▸ **KRÓTKIE ZADANIE**:
Przepisz każdy wiersz poniżej, który zawiera ciąg „chair”. Wielkość liter ma znaczenie.

□ □ □ □ □ □ □

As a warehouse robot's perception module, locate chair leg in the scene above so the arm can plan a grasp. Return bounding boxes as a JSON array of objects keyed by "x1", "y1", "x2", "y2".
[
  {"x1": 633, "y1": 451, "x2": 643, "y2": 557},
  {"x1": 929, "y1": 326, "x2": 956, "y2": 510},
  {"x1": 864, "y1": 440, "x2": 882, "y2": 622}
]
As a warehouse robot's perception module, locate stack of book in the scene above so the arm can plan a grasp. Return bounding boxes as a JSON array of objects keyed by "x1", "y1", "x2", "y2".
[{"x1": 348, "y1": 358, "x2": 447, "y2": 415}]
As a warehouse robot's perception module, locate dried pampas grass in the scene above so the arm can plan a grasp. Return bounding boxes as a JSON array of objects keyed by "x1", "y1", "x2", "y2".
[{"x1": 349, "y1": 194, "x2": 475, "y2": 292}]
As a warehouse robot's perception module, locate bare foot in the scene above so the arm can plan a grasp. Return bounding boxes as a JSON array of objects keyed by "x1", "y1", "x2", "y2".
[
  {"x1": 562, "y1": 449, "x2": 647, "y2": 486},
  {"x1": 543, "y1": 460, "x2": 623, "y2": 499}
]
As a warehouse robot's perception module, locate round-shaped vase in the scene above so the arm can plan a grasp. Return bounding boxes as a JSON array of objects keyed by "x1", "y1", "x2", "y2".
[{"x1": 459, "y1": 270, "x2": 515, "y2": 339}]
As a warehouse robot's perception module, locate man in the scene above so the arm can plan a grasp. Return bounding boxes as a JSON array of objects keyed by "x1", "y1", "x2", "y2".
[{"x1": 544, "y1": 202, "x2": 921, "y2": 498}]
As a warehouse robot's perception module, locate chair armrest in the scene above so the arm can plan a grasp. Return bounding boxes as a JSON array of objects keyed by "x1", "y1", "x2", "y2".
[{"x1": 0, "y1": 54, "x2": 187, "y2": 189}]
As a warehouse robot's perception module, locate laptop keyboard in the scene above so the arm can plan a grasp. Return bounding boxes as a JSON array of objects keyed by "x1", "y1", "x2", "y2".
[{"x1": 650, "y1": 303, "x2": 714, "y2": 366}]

□ □ □ □ □ □ □

▸ **ROZWIĄZANIE ĆWICZENIA**:
As a warehouse robot's perception module, locate chair leg in the scene above so the arm can plan a grasp. Return bounding boxes as a JSON array of objects keyed by "x1", "y1", "x2", "y2".
As a warehouse robot's perception module, locate chair armrest in the scene above so the arm can plan a grasp. Return bounding boxes as a JSON array of objects keyed by "x1", "y1", "x2", "y2".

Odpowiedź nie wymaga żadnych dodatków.